Written problem:
Rewrite the items below with every "Locate" changed to "Find" and everything else left the same. Leave out the pictures.

━━━ Information supplied ━━━

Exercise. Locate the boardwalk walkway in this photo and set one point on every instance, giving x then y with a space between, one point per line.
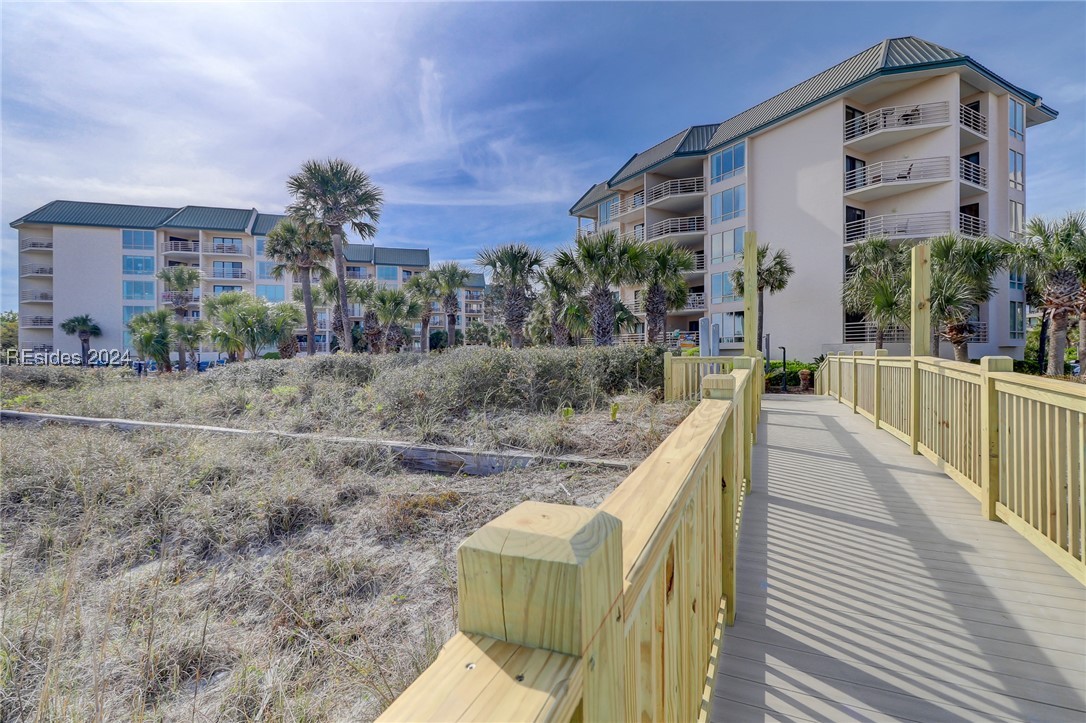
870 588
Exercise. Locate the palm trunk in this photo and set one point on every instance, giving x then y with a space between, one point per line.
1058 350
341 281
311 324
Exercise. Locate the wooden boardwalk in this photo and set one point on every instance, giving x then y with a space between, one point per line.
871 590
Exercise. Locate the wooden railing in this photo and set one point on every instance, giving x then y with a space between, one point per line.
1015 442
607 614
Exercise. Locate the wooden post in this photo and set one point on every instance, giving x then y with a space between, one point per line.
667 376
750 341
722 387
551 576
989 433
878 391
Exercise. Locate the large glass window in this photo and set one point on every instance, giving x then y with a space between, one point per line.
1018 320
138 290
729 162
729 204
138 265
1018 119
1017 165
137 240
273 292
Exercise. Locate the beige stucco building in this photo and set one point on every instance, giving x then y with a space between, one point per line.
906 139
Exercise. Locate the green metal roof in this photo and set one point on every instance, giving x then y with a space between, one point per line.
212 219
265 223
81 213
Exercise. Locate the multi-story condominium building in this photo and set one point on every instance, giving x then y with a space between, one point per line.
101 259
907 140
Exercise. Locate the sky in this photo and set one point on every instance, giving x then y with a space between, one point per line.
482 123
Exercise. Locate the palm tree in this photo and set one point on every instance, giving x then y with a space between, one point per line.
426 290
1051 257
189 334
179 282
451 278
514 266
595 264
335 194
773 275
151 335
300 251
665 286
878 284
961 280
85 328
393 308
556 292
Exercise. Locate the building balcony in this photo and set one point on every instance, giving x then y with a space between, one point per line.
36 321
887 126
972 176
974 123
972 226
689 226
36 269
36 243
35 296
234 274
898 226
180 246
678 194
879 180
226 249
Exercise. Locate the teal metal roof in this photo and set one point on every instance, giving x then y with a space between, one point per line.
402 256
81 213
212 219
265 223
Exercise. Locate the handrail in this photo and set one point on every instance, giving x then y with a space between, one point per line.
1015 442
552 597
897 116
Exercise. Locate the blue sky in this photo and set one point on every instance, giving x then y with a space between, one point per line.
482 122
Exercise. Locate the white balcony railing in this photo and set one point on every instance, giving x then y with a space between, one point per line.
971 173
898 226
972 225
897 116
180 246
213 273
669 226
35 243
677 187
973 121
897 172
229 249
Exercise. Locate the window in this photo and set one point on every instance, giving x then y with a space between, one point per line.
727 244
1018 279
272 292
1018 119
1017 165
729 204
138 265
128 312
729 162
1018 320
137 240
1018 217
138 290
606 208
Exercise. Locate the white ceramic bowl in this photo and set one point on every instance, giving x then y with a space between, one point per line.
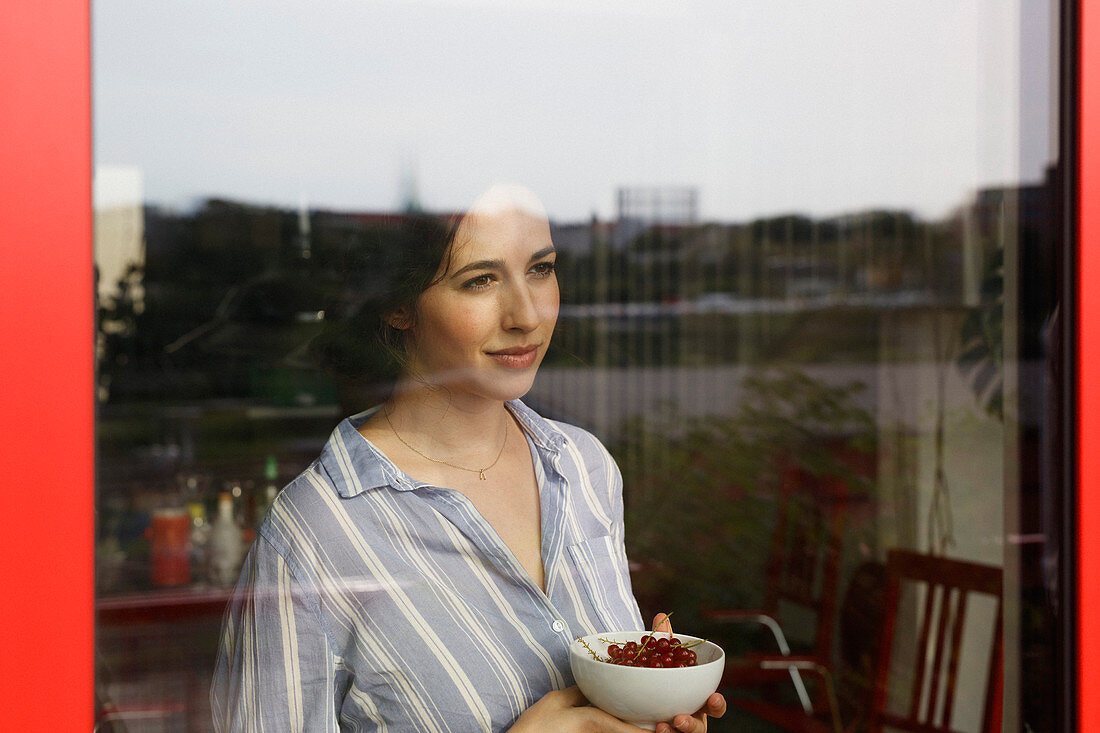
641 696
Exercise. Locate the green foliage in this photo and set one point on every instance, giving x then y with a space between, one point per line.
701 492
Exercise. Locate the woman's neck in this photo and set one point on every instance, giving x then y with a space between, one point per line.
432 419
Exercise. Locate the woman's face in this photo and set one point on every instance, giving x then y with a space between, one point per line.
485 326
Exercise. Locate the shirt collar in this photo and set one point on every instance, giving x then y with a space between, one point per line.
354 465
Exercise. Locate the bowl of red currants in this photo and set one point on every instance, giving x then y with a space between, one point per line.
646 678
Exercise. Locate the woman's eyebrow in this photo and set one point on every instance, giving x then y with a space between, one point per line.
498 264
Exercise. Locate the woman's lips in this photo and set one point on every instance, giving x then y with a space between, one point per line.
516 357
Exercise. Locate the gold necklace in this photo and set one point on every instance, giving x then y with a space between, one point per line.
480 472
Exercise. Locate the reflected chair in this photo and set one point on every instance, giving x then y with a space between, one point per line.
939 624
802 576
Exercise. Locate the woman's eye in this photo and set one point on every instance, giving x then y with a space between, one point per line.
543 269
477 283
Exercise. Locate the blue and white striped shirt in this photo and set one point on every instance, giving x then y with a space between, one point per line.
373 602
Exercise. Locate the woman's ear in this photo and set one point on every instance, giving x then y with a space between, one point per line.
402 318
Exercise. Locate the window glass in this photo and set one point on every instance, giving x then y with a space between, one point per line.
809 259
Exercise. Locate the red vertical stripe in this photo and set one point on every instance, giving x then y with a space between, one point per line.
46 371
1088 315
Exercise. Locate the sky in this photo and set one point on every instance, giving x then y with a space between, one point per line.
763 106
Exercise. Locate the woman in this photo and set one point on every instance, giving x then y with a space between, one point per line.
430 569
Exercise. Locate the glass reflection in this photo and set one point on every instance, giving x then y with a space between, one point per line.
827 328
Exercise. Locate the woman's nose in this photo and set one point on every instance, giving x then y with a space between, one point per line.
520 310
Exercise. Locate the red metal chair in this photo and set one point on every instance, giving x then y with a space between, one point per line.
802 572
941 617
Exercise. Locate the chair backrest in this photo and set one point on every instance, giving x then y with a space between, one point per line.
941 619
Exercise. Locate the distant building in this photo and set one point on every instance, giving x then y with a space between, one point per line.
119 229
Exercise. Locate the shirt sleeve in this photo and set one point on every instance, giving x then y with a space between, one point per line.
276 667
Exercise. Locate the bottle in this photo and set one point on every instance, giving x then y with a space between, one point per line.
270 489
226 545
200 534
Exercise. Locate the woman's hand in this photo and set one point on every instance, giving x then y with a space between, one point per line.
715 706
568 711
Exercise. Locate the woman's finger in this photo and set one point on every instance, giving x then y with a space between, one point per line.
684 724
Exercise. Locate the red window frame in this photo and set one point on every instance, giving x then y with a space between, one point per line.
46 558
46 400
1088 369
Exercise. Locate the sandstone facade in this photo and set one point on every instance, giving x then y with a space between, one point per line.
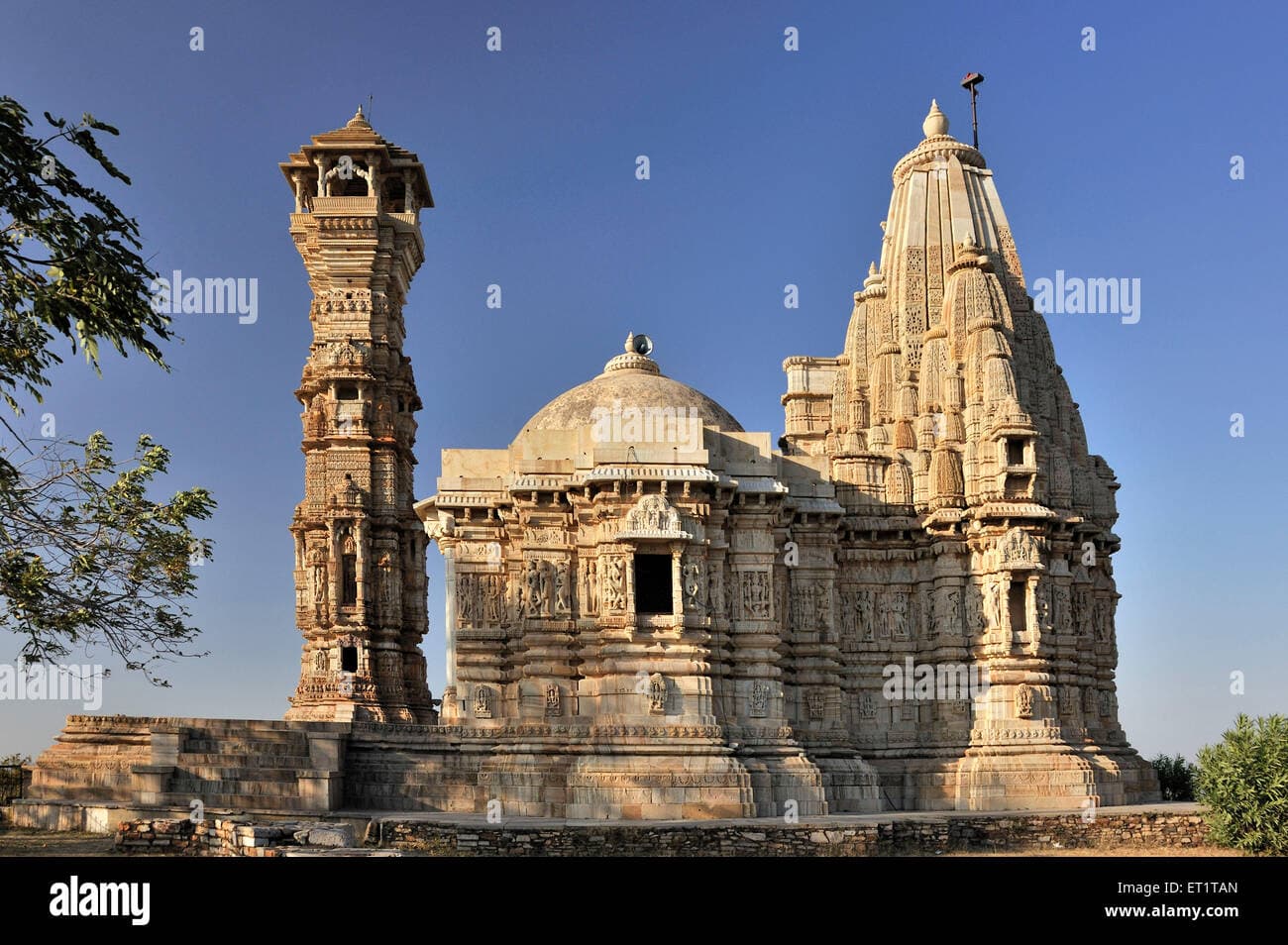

━━━

Written reply:
Exercise. Find the boardwalk walkway in this photo and set one point on every instance, giving x then y with a space between, one point per line.
870 588
Exercise. Find the palm trunk in this photo and set one point on every instance, giving x then y with a space between, one point per line.
1058 350
341 281
311 324
Exercise. Find the wooden boardwalk in this photo and set one point on every instance, giving x then y with a space between, one point per line.
871 590
Exercise. Find the wooden railing in this photo and set one point on every instance, giving x then y with a space between, one point per line.
1015 442
607 614
Exercise. Find the wooden post in this photo and set one point on every instance, giving x then y with a space between, one point per line.
667 376
750 341
722 387
551 576
989 433
878 391
Exercise. Find the large glass window in this photo and set one point on every instance, giving x then y with a space between, one point per line.
1018 320
138 290
729 162
729 204
138 265
1018 119
1017 165
137 240
273 292
Exercise. Find the beige stucco building in this photo and set one point on every instance, giving x then y with a space between, one point per line.
906 139
Exercise. Find the green metal roof in this photo and set one point on every instance, giving x then y with a space between, one point per line.
212 219
265 223
81 213
Exercise. Find the multi-story condominium building in this photo and set one point on every instance, giving x then y with a space between, one point per line.
101 259
907 140
Exercise. Find the sky in this photo and set one point on every instance, giving x then y with a space between, one point per line.
482 123
Exercise. Find the palm tree in this photo and set one point on every instance, giving x then y with a space between, one point per line.
426 290
1051 257
189 334
179 282
451 278
514 266
595 264
335 194
773 275
151 335
300 251
665 286
878 284
961 280
85 328
393 308
556 292
Exercise. Find the building balcony in this photo and set one point on every instance, giving x then y with a space between, one point per line.
36 321
887 126
972 176
974 123
972 226
689 226
36 269
36 243
35 296
234 274
898 226
180 246
678 194
879 180
226 249
Exercise. Find the teal metal roof in this photo and set one point on every instance, giving x then y with a space between, one point per line.
402 256
81 213
212 219
265 223
Exercise. Find the handrail in this photo and set one point on every instance, giving x then y with a space between, one point per line.
1015 442
552 597
897 116
Exercise. Find the blue sky in this photo and set one point on every instance, giving x then y with a space between, one point per line.
482 122
Exercise. Find the white balcony railing in this photo and set one point on every instance, giving x then y with a space between, one point per line.
971 173
898 226
972 225
897 116
180 246
213 273
669 226
35 243
677 187
973 121
897 172
229 249
Exercise. Find the window in this photo and set one point on every instance, giving x then y with a space between, one point per line.
727 244
1018 279
272 292
1018 119
1017 165
729 204
138 265
128 312
729 162
1018 320
137 240
1018 217
138 290
606 208
Exercise. Find the white ceramic bowl in this photo and set one point on every instance, giving x then y with a space between, one point per line.
641 696
Exercise. Find the green foliage in this photo and set one point on every instance, giving x then y with a space between, one point per line.
701 492
Exercise. Find the woman's neck in this photo and set one point on every instance, giving x then y with a space between, one point per line.
432 419
Exercise. Find the woman's face in this photo and set one point on every instance, giving x then y with a space between, one point per line.
485 326
Exercise. Find the shirt collar in this photo and set one point on every instance, giving x then y with a space between, one point per line.
354 465
Exercise. Find the bowl of red currants in this photo and set one point on every instance, giving x then y with a space between, one point per line.
646 678
Exercise. Find the woman's eyebrow in this photo and set one point on every instance, giving x then y with a space between, one point per line.
498 264
Exercise. Find the woman's lips in this photo and set one point on every instance, giving x then y with a space between, one point per line.
516 357
Exercise. Find the gold necklace in this photo and set one point on every instance, giving x then y with a space between, one point per line.
480 472
Exercise. Find the reflected chair in this photo and set one point on every instance, giving x then y with a space between, one point per line.
939 624
802 576
Exercise. Find the woman's eye in this photo and set one point on every instance, giving x then y with a space between, one point per line.
543 269
477 283
Exercise. Find the blue and white striped shirt in this photo and set one point on every instance, giving x then y with a space between, one point per line.
373 602
Exercise. Find the woman's ear in this photo and set one point on every instance, giving x then y with a space between, one point per line.
402 318
Exercise. Find the window glass in this photo and set one point on every instance, giving x then y with a space between, one point per line.
809 259
Exercise. Find the red vertical stripe in this photo and set one point on every instance, giving x then y with a space between, one point per line.
46 371
1088 315
Exercise. Find the sky in this photo and set one point on every instance, giving x then y with a space between, one point per line.
763 106
Exercise. Find the woman in this photo and set one point on every instance, giving x then y with a space between, one point per line.
430 569
Exercise. Find the glass reflection in this photo and set one point on every instance, giving x then y with a space between, one point per line.
827 328
Exercise. Find the woman's nose in this photo and set one point on every instance, giving x then y with a space between, one point per line.
520 310
Exercise. Find the red metal chair in this photo and set one point on every instance, giving x then y with a space between, one point per line.
802 572
941 617
Exercise. Find the chair backrest in this photo and set one point on every instance, giving x then y with a space between, one point per line.
941 619
Exercise. Find the distant building in this photo and set one point on every instance, giving x then y with a space between, one point per line.
119 229
Exercise. Find the shirt sleeve in this photo and set one point on every instance, giving x then y with a space between, one point per line.
276 667
Exercise. Find the bottle in this photo and set one point on every instance, giving x then y with a space between, one point per line.
270 489
226 545
200 534
Exercise. Find the woman's hand in this photo and set one point on every instance, giving x then y with a space between, one point per line.
715 706
568 711
Exercise. Find the woman's finger in this photo and set one point on every instance, giving x then y with a space between, one point per line.
684 724
Exercise. Find the red window frame in this photo and set one point on every instance, giving x then y with a space between, one point per line.
46 558
46 400
1088 369
Exercise. Find the sandstone facade in this photo and set one point on every instance, giving x then y with a space between, one point per line.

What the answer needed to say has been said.